>> Begin Material for this exercise

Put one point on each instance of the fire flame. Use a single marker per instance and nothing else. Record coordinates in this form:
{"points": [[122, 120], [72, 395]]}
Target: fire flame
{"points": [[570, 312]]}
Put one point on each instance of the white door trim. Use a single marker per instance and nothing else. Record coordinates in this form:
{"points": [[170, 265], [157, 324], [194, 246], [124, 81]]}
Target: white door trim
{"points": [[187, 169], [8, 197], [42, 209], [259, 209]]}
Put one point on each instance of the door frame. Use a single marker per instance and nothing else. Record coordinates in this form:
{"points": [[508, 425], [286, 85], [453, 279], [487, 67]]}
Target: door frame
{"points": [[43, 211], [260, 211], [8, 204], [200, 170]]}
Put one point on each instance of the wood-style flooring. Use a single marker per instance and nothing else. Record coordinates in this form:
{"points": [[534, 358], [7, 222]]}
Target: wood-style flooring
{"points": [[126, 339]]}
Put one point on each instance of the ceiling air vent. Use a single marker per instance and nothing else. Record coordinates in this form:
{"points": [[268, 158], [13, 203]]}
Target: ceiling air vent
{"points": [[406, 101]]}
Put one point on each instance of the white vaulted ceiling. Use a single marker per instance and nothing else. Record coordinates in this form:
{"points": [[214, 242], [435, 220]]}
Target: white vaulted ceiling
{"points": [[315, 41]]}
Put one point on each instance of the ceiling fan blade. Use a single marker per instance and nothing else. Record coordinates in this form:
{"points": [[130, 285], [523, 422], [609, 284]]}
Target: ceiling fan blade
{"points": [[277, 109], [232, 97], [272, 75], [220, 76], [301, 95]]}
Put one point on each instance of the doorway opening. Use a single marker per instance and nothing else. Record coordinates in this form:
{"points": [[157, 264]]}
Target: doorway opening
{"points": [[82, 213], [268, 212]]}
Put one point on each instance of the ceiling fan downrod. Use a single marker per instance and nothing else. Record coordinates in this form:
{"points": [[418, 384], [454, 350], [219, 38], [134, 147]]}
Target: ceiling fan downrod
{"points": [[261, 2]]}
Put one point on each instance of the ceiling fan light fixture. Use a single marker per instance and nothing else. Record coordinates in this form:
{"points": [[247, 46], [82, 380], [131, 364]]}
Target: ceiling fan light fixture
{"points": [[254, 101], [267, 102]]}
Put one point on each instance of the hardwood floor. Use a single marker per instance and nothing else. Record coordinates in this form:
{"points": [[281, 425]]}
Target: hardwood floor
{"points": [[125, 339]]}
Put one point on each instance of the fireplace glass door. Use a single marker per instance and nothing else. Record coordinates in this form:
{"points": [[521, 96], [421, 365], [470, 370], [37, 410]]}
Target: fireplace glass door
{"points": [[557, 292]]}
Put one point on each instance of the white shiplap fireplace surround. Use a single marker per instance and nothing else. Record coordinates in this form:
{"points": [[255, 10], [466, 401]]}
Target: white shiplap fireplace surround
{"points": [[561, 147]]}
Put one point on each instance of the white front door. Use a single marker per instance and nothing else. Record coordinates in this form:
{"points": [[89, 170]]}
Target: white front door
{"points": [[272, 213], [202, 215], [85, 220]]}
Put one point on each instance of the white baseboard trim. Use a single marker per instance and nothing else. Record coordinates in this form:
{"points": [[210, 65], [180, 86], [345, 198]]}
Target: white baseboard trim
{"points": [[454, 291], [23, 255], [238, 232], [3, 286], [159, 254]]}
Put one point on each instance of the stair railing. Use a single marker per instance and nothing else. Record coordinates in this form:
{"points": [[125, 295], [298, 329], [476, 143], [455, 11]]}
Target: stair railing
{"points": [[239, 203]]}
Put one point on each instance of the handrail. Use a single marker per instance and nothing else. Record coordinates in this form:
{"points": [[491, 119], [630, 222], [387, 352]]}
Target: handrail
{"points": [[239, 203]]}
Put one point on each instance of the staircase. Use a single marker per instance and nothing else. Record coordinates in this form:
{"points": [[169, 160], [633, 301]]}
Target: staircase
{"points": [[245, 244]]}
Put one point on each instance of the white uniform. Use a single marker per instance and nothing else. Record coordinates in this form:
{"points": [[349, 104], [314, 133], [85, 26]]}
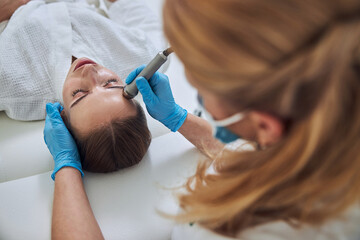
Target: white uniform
{"points": [[37, 45]]}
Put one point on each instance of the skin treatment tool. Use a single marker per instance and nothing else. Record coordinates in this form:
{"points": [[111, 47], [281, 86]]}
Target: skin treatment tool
{"points": [[130, 90]]}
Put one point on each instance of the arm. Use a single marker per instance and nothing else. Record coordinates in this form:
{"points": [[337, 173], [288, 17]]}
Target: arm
{"points": [[72, 215]]}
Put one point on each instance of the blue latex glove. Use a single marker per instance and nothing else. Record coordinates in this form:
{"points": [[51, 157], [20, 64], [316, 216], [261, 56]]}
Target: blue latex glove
{"points": [[158, 99], [59, 140]]}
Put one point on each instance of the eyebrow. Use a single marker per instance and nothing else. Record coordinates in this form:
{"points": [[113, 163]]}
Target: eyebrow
{"points": [[81, 98]]}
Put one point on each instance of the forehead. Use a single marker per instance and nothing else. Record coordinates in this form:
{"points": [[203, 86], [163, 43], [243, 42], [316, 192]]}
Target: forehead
{"points": [[99, 109]]}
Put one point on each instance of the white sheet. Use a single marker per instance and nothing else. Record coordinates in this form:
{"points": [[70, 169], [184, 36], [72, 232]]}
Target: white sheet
{"points": [[124, 202]]}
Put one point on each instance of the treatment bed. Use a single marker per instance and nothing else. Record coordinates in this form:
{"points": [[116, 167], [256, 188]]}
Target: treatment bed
{"points": [[125, 203]]}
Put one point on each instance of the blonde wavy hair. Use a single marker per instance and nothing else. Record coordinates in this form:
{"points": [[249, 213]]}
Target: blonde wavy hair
{"points": [[298, 60]]}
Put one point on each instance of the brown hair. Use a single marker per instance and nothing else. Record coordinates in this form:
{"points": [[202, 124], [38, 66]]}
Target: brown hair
{"points": [[296, 59], [120, 144]]}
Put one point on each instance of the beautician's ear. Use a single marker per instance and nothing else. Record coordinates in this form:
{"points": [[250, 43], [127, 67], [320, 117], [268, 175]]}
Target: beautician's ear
{"points": [[269, 129]]}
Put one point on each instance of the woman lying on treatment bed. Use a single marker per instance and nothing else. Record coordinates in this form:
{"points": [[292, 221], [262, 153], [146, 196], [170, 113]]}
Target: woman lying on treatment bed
{"points": [[41, 50]]}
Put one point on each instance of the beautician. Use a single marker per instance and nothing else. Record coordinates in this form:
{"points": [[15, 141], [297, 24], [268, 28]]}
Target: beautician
{"points": [[284, 75]]}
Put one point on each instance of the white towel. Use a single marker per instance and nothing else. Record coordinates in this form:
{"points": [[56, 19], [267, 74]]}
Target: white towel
{"points": [[37, 44]]}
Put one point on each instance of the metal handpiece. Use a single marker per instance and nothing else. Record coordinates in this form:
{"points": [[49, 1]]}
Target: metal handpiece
{"points": [[130, 90]]}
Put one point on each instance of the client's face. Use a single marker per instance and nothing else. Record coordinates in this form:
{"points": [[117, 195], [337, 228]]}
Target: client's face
{"points": [[93, 96]]}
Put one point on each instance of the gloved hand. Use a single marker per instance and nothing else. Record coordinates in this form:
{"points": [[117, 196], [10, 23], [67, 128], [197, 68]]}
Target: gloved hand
{"points": [[158, 99], [59, 140]]}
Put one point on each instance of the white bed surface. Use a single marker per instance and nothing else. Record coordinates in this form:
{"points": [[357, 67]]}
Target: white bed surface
{"points": [[23, 152], [124, 202]]}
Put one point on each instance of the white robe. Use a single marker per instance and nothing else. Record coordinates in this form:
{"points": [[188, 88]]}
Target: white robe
{"points": [[37, 45]]}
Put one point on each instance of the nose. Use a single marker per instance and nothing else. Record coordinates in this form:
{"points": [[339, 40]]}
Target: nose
{"points": [[90, 73]]}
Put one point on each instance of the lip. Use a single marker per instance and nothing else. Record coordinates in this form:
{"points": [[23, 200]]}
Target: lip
{"points": [[83, 62]]}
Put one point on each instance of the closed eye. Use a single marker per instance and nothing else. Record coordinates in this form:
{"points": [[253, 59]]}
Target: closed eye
{"points": [[110, 81], [77, 91]]}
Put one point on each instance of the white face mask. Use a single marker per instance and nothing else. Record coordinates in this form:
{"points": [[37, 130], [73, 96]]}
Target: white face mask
{"points": [[220, 131]]}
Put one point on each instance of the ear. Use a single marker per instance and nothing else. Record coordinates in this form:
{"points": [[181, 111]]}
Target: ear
{"points": [[269, 129]]}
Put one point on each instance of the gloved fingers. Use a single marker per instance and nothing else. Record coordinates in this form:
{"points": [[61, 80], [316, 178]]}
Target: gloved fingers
{"points": [[145, 90], [133, 74], [158, 79]]}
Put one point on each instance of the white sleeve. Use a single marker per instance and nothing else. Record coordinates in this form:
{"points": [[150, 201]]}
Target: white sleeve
{"points": [[3, 25], [136, 14]]}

>> End Material for this exercise

# Exercise
Make an exact copy of every line from the one with "Put one point on each instance of the lip." to the end of the data, with the first and last of those lines included.

# Reply
Put one point on each instance of the lip. Use a single marker per instance and nothing else. Record coordinates in this form:
{"points": [[23, 200]]}
Target: lip
{"points": [[83, 62]]}
Put one point on each instance of the closed eye. Use a single marker per instance and nothing else. Record coordinates in this form:
{"points": [[253, 59]]}
Target: closed eye
{"points": [[110, 81], [77, 91]]}
Put one point on each instance of the white face mask. Use a single marker per instance and nothing else. Record coordinates in this form:
{"points": [[37, 130], [73, 96]]}
Target: white face mask
{"points": [[220, 131]]}
Put one point on each instance of the ear. Use a single marker per instance and nothing else. Record coordinates in this form:
{"points": [[181, 111]]}
Target: ear
{"points": [[269, 129]]}
Put one point on each instance of the gloved fingers. Use a single marker per instance and nothing else. Record coordinates in this form:
{"points": [[61, 80], [316, 178]]}
Target: gloved fingers
{"points": [[145, 90], [133, 74], [158, 79]]}
Put one point on each instance of the white sleeve. Use a single marker per instance and nothing else. Record coordinates in this form:
{"points": [[150, 201]]}
Target: white sleeve
{"points": [[3, 25], [136, 14]]}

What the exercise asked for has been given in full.